- _Data supplied_:

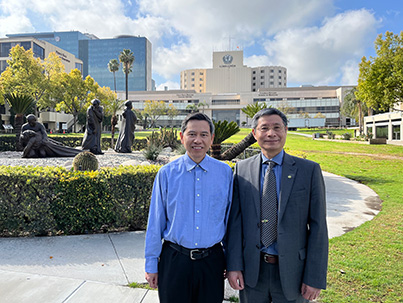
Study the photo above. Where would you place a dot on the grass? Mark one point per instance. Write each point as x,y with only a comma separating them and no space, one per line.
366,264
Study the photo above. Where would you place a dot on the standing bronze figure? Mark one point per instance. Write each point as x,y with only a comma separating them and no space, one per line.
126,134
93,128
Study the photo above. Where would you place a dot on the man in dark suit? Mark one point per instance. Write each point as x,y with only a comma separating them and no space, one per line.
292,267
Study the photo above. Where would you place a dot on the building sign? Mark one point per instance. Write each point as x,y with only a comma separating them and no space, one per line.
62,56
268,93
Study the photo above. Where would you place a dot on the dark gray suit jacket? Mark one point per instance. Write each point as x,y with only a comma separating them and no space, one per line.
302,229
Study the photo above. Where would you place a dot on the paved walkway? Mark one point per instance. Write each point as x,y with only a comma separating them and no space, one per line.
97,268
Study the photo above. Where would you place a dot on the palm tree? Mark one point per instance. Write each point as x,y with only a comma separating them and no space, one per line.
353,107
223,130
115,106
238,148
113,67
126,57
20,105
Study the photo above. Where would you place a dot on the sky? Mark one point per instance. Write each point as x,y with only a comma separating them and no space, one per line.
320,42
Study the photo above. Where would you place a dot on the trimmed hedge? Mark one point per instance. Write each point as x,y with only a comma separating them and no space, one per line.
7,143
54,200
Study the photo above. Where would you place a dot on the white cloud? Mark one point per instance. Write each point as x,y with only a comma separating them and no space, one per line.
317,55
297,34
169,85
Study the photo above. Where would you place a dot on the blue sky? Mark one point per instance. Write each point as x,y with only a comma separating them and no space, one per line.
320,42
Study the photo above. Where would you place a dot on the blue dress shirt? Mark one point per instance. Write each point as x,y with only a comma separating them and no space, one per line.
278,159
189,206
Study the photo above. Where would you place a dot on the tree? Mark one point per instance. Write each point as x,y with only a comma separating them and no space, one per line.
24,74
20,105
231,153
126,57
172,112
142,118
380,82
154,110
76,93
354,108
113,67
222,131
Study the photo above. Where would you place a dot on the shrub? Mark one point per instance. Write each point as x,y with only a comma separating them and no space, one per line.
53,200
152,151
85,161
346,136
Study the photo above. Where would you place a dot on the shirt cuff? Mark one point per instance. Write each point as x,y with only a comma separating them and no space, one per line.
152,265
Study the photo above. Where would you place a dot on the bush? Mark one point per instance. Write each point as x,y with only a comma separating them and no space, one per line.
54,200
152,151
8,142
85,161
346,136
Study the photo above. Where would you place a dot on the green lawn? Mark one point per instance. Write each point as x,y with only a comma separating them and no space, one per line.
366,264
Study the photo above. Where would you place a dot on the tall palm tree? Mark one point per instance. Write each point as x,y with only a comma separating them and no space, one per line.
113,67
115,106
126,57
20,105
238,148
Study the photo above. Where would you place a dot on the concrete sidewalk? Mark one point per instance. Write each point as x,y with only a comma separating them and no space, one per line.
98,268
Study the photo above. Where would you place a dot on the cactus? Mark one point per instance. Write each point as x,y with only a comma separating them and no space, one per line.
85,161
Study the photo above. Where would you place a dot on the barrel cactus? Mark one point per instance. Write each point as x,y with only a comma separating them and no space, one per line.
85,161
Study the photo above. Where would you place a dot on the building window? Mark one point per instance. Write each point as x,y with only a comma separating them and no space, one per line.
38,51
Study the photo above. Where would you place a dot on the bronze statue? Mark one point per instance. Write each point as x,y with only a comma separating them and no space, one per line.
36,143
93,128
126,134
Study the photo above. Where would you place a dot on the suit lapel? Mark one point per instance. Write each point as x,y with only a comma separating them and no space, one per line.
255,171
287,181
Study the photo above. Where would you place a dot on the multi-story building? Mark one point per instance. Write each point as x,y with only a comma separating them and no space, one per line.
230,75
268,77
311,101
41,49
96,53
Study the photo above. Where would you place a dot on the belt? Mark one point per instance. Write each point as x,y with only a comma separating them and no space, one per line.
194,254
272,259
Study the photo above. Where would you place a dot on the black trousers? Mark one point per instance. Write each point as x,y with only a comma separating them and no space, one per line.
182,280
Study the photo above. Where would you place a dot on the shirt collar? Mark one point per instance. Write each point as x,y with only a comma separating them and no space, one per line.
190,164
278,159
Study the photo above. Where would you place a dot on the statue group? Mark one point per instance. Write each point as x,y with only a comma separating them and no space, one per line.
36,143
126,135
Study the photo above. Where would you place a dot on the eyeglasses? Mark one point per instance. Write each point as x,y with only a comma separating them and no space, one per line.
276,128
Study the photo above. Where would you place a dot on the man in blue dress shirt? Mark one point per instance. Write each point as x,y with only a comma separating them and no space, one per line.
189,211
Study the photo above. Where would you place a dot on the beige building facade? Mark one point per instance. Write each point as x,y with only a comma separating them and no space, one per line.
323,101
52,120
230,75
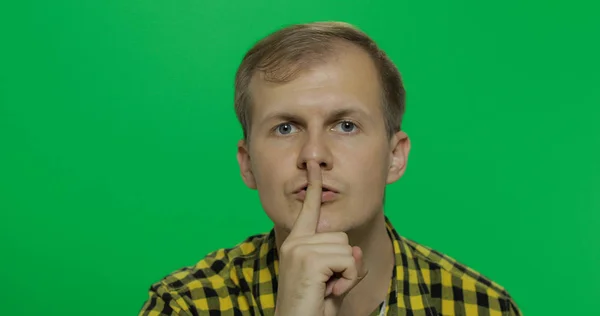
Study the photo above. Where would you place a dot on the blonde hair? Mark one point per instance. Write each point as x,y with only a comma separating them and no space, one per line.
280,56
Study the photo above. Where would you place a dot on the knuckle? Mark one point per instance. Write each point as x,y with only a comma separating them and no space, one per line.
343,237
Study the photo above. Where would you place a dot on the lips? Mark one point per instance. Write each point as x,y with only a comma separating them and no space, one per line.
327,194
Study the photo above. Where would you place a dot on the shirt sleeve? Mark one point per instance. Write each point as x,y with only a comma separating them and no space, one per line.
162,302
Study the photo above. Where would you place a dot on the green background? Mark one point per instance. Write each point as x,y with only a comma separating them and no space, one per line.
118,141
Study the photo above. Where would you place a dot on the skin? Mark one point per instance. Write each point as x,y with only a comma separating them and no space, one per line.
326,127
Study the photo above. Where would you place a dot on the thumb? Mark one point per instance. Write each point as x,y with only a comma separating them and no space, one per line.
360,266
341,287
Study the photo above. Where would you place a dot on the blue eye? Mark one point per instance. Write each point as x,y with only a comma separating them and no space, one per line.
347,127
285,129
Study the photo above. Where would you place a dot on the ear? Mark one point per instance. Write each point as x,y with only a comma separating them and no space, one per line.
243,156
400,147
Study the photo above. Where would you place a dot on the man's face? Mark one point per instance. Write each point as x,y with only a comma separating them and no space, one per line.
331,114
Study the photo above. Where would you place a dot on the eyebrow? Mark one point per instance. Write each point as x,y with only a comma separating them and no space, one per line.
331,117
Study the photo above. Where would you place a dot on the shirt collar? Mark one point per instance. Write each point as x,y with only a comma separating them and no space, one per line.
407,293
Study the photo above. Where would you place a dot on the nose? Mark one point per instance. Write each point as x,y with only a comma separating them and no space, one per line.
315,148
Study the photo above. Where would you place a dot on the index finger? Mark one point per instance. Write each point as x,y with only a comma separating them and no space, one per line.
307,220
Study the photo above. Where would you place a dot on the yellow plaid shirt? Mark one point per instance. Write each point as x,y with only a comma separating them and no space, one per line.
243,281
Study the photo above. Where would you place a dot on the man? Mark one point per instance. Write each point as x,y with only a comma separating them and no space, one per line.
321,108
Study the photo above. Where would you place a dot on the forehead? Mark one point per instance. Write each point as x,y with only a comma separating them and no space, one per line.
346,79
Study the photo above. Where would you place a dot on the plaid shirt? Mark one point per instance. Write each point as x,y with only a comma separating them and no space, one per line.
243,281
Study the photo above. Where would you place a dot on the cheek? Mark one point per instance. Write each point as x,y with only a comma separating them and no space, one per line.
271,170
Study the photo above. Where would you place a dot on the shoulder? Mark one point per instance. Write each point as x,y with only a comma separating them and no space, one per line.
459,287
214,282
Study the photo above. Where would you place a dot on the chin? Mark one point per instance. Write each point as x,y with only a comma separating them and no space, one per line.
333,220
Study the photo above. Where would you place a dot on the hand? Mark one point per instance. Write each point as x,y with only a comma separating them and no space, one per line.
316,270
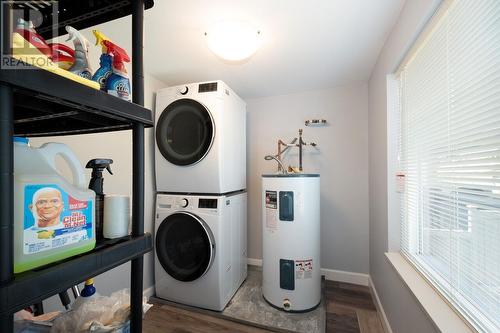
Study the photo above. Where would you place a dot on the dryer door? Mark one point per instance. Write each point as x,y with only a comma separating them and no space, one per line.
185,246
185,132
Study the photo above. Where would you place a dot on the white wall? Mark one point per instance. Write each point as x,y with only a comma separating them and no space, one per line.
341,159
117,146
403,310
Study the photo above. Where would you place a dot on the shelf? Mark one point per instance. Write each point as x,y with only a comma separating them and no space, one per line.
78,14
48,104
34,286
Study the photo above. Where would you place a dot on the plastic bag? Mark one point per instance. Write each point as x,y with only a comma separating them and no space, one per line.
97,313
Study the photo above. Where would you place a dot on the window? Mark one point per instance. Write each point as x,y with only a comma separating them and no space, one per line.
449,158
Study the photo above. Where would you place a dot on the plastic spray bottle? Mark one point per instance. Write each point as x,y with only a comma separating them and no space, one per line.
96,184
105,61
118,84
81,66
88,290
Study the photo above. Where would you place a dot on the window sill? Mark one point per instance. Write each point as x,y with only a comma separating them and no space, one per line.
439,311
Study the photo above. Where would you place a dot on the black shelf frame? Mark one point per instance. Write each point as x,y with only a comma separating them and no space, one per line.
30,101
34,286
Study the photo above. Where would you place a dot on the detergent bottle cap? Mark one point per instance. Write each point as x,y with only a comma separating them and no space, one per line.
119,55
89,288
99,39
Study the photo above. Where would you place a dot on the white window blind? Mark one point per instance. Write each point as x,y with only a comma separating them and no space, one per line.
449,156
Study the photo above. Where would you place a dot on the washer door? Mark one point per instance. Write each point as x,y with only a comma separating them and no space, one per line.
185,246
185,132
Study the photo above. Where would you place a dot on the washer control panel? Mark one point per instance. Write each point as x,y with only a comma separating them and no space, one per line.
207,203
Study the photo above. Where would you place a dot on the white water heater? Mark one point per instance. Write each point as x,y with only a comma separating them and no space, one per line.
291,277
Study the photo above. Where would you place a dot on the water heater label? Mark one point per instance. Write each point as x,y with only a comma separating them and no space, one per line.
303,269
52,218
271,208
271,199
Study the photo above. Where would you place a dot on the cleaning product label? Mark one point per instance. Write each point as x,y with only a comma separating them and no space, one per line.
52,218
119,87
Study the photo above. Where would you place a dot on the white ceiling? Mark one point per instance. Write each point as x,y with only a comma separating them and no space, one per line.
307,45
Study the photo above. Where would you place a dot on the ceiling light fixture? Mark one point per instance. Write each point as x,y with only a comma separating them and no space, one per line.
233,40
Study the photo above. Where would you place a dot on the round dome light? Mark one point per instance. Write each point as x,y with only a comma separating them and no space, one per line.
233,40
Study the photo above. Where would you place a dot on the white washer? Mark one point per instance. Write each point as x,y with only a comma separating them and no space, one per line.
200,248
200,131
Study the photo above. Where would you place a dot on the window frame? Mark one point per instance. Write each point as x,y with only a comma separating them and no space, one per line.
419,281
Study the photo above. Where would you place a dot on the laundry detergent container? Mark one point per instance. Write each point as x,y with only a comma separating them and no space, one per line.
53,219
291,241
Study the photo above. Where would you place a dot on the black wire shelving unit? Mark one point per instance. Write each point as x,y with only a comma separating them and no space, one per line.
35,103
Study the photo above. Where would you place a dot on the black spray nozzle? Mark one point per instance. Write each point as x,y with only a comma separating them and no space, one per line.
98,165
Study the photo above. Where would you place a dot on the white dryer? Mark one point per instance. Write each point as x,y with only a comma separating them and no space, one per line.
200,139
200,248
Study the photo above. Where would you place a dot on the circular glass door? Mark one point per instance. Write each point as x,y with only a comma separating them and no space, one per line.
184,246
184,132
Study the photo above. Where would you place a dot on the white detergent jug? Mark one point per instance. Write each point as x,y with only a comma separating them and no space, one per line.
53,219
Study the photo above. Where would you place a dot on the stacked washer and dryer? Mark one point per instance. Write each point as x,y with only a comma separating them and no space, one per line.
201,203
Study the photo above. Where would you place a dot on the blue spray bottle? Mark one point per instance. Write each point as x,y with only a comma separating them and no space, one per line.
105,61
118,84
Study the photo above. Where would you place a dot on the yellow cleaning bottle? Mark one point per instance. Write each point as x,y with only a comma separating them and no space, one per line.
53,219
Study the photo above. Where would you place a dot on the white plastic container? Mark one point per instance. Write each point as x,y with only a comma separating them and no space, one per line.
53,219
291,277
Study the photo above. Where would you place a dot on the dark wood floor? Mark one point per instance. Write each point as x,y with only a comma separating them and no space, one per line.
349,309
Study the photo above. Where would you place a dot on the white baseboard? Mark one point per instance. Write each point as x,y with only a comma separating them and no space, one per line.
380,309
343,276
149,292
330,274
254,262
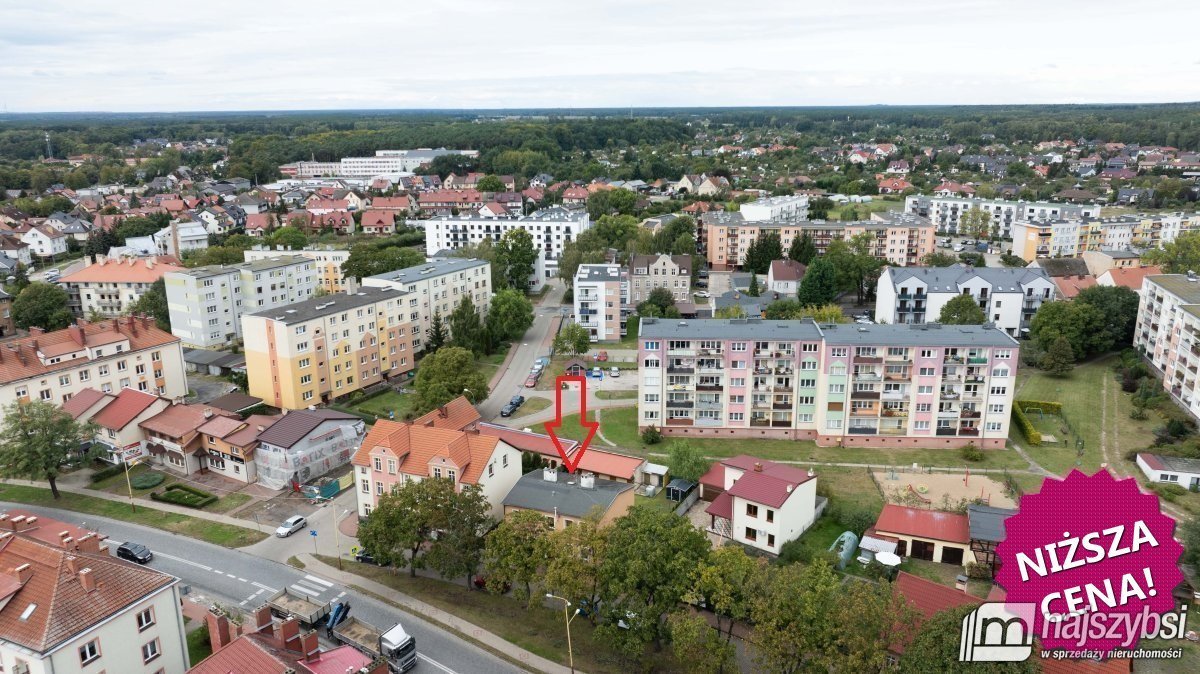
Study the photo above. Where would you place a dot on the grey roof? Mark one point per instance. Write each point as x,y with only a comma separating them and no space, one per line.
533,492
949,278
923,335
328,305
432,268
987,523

- _Exercise directions_:
Set down, in exact form, only the lines that start at the one containing "the blue spray" and finish at the last line of the material; pictures do not go in.

- _Answer for this exercise_:
Study the photo above. Where would you place a dot on the blue spray bottle? Mark one point per instance. Write each point as x,y with only a comma separating them and no space, one per line.
105,61
118,84
Study the photo above. Where would you place a dot on the yellow cleaning bottle? Mark one point per instance. Write each point as x,y with only a comma separating them and no space, one per line.
53,219
Study the photo above. Where would you place a dot on the white plastic container? Mark one point per instance. Write each point as x,y with only a comma separating them and no space, one per line.
53,219
291,277
Study the photo above. Where would you place a dot on the dark wood floor? Mark one point per instance. Write each point as x,y with only a comma separating them and no space, one per line.
349,309
Study the photo above. Where would you place a dot on the white baseboard? Mark one point per instance. Write each point as x,y with only a comma separating them and no space, one per line.
380,309
343,276
149,292
330,274
254,262
Study the photo above. Where would you place a dot on the grey roof? Mark one point per instance. Write each point as x,y with only a comma separating them and no space, one per line.
533,492
949,278
923,335
328,305
432,268
987,523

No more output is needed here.